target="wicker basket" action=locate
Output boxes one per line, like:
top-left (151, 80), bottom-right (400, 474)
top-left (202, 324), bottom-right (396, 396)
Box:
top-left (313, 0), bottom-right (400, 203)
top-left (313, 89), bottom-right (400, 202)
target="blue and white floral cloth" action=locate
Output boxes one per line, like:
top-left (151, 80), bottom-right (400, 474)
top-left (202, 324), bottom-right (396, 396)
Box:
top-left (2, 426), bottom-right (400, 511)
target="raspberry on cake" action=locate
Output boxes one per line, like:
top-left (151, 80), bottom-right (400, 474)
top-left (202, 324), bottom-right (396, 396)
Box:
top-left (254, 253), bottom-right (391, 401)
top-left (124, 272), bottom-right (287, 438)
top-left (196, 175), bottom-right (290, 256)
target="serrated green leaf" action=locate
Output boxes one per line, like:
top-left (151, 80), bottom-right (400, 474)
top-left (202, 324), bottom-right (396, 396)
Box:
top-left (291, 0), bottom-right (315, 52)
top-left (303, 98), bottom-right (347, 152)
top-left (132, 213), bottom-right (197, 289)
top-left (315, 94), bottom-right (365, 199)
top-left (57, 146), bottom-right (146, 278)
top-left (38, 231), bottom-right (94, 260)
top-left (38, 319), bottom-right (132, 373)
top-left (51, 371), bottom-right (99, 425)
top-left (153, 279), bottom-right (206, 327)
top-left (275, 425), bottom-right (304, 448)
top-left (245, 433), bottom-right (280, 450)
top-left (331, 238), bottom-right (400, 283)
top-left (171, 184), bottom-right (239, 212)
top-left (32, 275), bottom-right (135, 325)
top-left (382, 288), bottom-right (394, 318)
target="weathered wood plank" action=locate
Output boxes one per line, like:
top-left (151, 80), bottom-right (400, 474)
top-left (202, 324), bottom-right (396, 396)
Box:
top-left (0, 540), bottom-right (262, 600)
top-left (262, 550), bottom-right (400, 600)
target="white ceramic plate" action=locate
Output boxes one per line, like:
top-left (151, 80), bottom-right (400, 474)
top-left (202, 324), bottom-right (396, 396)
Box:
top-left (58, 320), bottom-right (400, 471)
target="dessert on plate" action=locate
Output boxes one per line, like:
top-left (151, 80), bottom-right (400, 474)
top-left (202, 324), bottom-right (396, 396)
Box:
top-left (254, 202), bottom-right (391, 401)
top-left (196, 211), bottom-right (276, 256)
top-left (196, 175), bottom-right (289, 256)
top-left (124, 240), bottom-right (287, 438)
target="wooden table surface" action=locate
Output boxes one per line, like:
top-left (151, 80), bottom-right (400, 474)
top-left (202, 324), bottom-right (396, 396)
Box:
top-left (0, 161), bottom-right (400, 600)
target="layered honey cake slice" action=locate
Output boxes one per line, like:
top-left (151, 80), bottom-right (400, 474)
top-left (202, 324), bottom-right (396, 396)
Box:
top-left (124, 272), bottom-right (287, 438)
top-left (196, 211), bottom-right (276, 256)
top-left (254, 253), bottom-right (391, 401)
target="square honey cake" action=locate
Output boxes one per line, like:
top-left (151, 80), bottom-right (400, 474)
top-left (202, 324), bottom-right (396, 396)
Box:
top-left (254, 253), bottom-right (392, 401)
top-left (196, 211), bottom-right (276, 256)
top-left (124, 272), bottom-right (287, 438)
○ ○ ○
▶ _STATED TASK_: Copy all of the data above word for word, keeping every line in its original order.

▶ _TASK ANSWER_:
target="wicker basket" action=locate
Output boxes one per line, like:
top-left (151, 80), bottom-right (400, 474)
top-left (202, 324), bottom-right (396, 396)
Box:
top-left (313, 0), bottom-right (400, 203)
top-left (313, 89), bottom-right (400, 202)
target="blue and white floral cloth" action=locate
Output boxes one per line, like:
top-left (151, 80), bottom-right (400, 474)
top-left (202, 324), bottom-right (396, 396)
Box:
top-left (2, 426), bottom-right (400, 511)
target="raspberry on cake" action=locate
Output boxes one per line, like:
top-left (151, 80), bottom-right (400, 474)
top-left (202, 324), bottom-right (396, 396)
Box:
top-left (254, 253), bottom-right (391, 401)
top-left (124, 272), bottom-right (287, 438)
top-left (196, 175), bottom-right (290, 256)
target="serrated green leaf" action=locate
Output boxes one per line, like:
top-left (151, 80), bottom-right (400, 474)
top-left (202, 324), bottom-right (396, 396)
Box:
top-left (291, 0), bottom-right (315, 52)
top-left (303, 98), bottom-right (347, 152)
top-left (132, 213), bottom-right (197, 289)
top-left (315, 94), bottom-right (365, 199)
top-left (57, 146), bottom-right (146, 278)
top-left (38, 231), bottom-right (94, 260)
top-left (38, 319), bottom-right (132, 373)
top-left (51, 371), bottom-right (99, 425)
top-left (153, 279), bottom-right (206, 327)
top-left (275, 425), bottom-right (304, 448)
top-left (245, 433), bottom-right (280, 450)
top-left (331, 238), bottom-right (400, 283)
top-left (171, 184), bottom-right (239, 212)
top-left (32, 275), bottom-right (135, 325)
top-left (382, 288), bottom-right (394, 318)
target="weathered wood plank" action=locate
Output boxes one per line, like:
top-left (151, 80), bottom-right (400, 474)
top-left (202, 324), bottom-right (396, 396)
Box:
top-left (0, 540), bottom-right (262, 600)
top-left (262, 550), bottom-right (400, 600)
target="white ceramic plate" action=locate
Output boxes one per line, like:
top-left (151, 80), bottom-right (400, 474)
top-left (202, 324), bottom-right (396, 396)
Box:
top-left (58, 320), bottom-right (400, 471)
target="dessert on plate" action=locate
Output boxes one per line, like:
top-left (151, 80), bottom-right (400, 474)
top-left (202, 324), bottom-right (396, 396)
Box:
top-left (254, 202), bottom-right (391, 401)
top-left (196, 211), bottom-right (276, 256)
top-left (196, 175), bottom-right (289, 256)
top-left (124, 240), bottom-right (287, 438)
target="wooden table surface" action=locate
Output boxes one per line, like:
top-left (151, 80), bottom-right (400, 474)
top-left (202, 324), bottom-right (396, 396)
Box:
top-left (0, 161), bottom-right (400, 600)
target="layered honey cake slice" action=locate
Output boxes one per line, like:
top-left (151, 80), bottom-right (400, 474)
top-left (202, 324), bottom-right (396, 396)
Box:
top-left (124, 272), bottom-right (287, 438)
top-left (196, 211), bottom-right (276, 256)
top-left (254, 253), bottom-right (391, 401)
target="square honey cake" action=locate
Output boxes one per line, like:
top-left (151, 80), bottom-right (400, 474)
top-left (202, 324), bottom-right (396, 396)
Box:
top-left (254, 253), bottom-right (392, 401)
top-left (196, 211), bottom-right (276, 256)
top-left (124, 272), bottom-right (287, 438)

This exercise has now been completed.